## Begin Information provided

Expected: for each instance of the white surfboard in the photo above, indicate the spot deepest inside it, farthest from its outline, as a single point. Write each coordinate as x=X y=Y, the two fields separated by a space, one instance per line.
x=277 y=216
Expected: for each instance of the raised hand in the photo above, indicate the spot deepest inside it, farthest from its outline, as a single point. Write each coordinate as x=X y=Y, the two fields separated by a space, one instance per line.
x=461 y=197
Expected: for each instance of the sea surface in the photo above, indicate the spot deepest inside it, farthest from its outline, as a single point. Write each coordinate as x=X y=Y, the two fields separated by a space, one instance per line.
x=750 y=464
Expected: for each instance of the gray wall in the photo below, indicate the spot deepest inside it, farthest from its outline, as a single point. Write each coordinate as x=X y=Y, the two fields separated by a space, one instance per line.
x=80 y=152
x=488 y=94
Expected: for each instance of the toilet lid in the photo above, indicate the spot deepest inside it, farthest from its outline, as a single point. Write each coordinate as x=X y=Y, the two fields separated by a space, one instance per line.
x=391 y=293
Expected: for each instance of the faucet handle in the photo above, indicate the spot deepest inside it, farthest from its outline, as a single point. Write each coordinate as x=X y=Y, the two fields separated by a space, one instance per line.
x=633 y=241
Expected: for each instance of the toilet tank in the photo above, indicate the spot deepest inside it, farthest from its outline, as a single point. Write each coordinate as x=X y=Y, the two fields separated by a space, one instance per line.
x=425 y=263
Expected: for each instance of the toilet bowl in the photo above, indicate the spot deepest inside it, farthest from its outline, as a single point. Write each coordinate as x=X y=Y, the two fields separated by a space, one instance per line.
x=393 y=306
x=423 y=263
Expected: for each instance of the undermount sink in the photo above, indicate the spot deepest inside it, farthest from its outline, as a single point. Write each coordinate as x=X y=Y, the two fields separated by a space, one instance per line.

## End Information provided

*Instruction*.
Replace "one instance per line" with "one instance per row" throughout the records and leave everything else unchanged.

*Exercise solution*.
Expected: for each instance of the white surfboard in the photo above, indicate the spot deepest inside it, farthest from its outline, as a single point. Write each coordinate as x=X y=Y, the two fields separated by a space, one instance per row.
x=277 y=216
Expected: for each instance of the raised hand in the photo above, indicate the spot deepest inside it, farthest from its outline, as a single point. Write each coordinate as x=X y=Y, the two fields separated by a space, one instance per row.
x=461 y=197
Expected: for each instance of the sea surface in the photo above, indicate the spot deepest inside it, farthest from its outline, as a single point. Write each coordinate as x=X y=Y, the two fields separated by a space, one instance per row.
x=750 y=464
Expected: for each instance of the gray wall in the photo below, indicate the spot deepest inside it, farthest from its outline, as a single point. Write each coordinate as x=X y=Y, the two fields separated by a space, one instance per row.
x=80 y=152
x=488 y=94
Expected: for each instance of the toilet lid in the photo above, indicate the spot deepest inside it, farthest from its outline, as a single point. Write each coordinate as x=X y=Y, the two fields separated by a space, one instance per row.
x=391 y=293
Expected: for each instance of the faucet handle in the photo above, indicate the spot deepest inside it, farthest from its outline, as a single point. Write each coordinate as x=X y=Y, the two fields separated by a space, one instance per row.
x=633 y=241
Expected: for each instance of the toilet tank in the photo above, indicate the spot deepest inside it, farthest from its outline, as a single point. Write each coordinate as x=X y=Y, the two fields separated by a space, one instance per row.
x=425 y=263
Expected: for each instance of the toilet bowl in the photo above, indicate the spot deepest inside it, farthest from its outline, as a single point. Write each coordinate as x=X y=Y, the two fields separated by a space, one instance per row.
x=393 y=306
x=423 y=263
Expected: for each instance of the undermount sink in the photo above, indicate the spot deepest inside it, farthest from its outline, as a single point. Write each coordinate as x=X y=Y, the two fields separated by a space, one instance per row.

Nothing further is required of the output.